# The task:
Convert the stretch of the listing below from its start through the line containing "point(394, 87)" into a Markdown table with the columns Row and Line, omitting any blank lines.

[Object location annotation data]
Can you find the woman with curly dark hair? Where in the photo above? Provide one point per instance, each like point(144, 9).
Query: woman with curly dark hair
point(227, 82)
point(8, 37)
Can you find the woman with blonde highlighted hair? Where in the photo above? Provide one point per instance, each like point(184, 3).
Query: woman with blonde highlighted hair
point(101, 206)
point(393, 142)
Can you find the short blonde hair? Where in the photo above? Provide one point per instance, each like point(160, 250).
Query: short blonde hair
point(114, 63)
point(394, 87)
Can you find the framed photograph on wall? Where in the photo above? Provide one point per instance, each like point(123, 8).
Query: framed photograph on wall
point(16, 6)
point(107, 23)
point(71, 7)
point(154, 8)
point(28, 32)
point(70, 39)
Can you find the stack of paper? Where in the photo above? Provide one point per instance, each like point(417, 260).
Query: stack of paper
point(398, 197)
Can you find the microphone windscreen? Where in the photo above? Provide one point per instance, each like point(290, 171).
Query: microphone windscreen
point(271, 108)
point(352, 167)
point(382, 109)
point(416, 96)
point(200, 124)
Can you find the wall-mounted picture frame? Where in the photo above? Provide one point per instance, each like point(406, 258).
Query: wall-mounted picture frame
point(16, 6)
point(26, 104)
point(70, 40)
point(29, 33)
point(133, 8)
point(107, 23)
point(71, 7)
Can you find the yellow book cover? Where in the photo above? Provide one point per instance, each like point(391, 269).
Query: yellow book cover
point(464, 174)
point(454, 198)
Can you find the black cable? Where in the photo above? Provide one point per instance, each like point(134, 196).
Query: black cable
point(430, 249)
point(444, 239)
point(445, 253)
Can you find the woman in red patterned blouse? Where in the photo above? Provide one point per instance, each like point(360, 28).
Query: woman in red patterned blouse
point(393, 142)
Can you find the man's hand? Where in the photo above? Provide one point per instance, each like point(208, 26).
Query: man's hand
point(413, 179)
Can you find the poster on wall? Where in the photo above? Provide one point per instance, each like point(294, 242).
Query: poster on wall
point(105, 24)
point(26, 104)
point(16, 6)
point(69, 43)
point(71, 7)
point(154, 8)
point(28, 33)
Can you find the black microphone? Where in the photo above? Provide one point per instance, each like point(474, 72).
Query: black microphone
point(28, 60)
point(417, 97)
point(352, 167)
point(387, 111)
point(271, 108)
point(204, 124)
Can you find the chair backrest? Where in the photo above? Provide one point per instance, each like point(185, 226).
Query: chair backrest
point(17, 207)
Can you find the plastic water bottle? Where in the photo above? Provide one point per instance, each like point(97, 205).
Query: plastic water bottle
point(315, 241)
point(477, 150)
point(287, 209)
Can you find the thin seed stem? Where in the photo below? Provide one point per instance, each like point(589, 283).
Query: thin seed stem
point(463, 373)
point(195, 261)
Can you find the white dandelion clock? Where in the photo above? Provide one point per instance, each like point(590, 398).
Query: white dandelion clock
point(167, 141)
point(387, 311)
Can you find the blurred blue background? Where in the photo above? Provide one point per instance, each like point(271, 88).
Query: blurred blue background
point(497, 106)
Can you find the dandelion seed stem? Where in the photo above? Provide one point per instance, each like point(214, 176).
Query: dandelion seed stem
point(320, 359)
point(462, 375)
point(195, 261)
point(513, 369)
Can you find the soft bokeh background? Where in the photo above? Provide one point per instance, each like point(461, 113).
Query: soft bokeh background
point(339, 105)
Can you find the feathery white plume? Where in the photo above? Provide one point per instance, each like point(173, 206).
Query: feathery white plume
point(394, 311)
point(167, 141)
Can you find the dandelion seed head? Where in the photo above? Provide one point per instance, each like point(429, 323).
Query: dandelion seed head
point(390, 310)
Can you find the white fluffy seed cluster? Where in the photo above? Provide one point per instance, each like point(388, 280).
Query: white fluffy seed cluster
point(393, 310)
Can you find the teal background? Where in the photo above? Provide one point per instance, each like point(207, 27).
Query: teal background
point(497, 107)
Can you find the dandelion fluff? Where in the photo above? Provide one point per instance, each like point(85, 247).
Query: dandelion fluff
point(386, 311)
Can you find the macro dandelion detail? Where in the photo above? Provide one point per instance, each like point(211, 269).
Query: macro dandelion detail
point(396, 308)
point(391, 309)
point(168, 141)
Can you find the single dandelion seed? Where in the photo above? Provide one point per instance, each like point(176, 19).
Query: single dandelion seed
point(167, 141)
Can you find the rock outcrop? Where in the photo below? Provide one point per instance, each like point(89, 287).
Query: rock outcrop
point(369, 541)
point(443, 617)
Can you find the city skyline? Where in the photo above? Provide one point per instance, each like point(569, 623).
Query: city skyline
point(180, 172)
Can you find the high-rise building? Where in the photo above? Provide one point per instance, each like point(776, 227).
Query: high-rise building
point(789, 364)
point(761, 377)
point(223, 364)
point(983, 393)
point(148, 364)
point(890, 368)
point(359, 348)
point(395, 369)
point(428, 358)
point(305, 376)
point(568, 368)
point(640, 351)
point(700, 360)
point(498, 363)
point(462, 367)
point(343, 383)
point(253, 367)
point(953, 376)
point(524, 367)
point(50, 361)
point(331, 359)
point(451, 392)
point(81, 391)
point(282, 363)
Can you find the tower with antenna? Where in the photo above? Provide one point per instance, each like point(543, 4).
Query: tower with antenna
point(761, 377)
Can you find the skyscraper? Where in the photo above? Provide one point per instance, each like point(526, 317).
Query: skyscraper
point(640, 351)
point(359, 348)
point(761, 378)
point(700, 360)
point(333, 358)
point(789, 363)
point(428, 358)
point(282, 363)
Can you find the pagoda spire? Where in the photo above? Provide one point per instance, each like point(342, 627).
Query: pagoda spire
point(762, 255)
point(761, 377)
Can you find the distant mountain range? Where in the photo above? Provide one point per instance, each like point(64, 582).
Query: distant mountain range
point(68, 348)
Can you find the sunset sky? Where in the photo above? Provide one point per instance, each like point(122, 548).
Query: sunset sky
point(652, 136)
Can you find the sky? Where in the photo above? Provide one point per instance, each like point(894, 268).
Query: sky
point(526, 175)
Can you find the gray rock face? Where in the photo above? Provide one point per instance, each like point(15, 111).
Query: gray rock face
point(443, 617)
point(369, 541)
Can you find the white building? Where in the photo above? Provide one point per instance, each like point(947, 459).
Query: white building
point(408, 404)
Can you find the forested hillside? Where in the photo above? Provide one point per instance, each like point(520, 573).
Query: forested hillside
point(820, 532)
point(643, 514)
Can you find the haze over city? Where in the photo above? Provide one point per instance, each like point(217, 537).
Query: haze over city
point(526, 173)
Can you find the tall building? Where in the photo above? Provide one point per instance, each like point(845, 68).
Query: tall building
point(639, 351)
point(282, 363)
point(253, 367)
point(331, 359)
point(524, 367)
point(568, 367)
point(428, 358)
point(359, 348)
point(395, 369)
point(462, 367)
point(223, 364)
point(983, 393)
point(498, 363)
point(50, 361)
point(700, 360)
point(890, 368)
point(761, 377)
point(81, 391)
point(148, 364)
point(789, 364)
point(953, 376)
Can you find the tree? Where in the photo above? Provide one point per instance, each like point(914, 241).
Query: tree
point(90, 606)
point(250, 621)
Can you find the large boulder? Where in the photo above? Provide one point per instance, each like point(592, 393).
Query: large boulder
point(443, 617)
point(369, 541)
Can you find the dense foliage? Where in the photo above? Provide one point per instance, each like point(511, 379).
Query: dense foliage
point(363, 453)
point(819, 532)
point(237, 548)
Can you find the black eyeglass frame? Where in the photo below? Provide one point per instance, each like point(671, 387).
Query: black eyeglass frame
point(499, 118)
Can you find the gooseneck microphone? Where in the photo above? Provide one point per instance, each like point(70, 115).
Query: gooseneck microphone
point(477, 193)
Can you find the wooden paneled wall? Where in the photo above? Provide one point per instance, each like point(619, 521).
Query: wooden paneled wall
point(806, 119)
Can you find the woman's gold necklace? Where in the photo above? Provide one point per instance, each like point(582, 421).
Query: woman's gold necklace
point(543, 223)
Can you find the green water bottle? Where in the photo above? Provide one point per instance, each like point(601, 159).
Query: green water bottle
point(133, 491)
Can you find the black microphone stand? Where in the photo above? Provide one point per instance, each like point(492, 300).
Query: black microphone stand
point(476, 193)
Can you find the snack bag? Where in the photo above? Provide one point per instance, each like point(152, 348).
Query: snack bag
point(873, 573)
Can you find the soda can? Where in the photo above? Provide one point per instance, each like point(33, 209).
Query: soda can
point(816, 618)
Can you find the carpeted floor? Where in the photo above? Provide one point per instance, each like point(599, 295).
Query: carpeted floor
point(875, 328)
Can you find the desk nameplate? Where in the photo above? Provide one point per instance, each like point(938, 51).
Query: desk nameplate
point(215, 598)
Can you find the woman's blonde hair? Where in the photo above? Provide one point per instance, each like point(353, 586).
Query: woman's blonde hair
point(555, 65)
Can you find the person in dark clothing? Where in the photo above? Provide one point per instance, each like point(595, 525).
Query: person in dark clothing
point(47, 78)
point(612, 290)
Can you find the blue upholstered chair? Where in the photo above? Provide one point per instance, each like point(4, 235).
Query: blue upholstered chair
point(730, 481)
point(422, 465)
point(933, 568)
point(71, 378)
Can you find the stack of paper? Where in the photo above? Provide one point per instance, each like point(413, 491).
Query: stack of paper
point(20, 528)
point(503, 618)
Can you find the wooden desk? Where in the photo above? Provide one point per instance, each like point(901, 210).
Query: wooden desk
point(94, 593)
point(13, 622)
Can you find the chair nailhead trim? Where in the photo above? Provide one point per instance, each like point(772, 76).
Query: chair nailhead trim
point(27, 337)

# Solution to this problem:
| Row | Line |
|---|---|
| 1 | Can you find the woman with curly dark hair? Where in the photo above? Provide one point per instance, each like point(144, 9). |
| 2 | Query: woman with curly dark hair |
| 3 | point(227, 82) |
| 4 | point(8, 37) |
| 5 | Can you find the woman with blonde highlighted hair? Where in the photo above? Provide one point per instance, each like point(184, 3). |
| 6 | Query: woman with blonde highlighted hair |
| 7 | point(101, 206) |
| 8 | point(393, 142) |
| 9 | Can you find the short blonde hair? Where in the photo above? Provide one point per instance, each like point(160, 250). |
| 10 | Query: short blonde hair |
| 11 | point(114, 63) |
| 12 | point(394, 87) |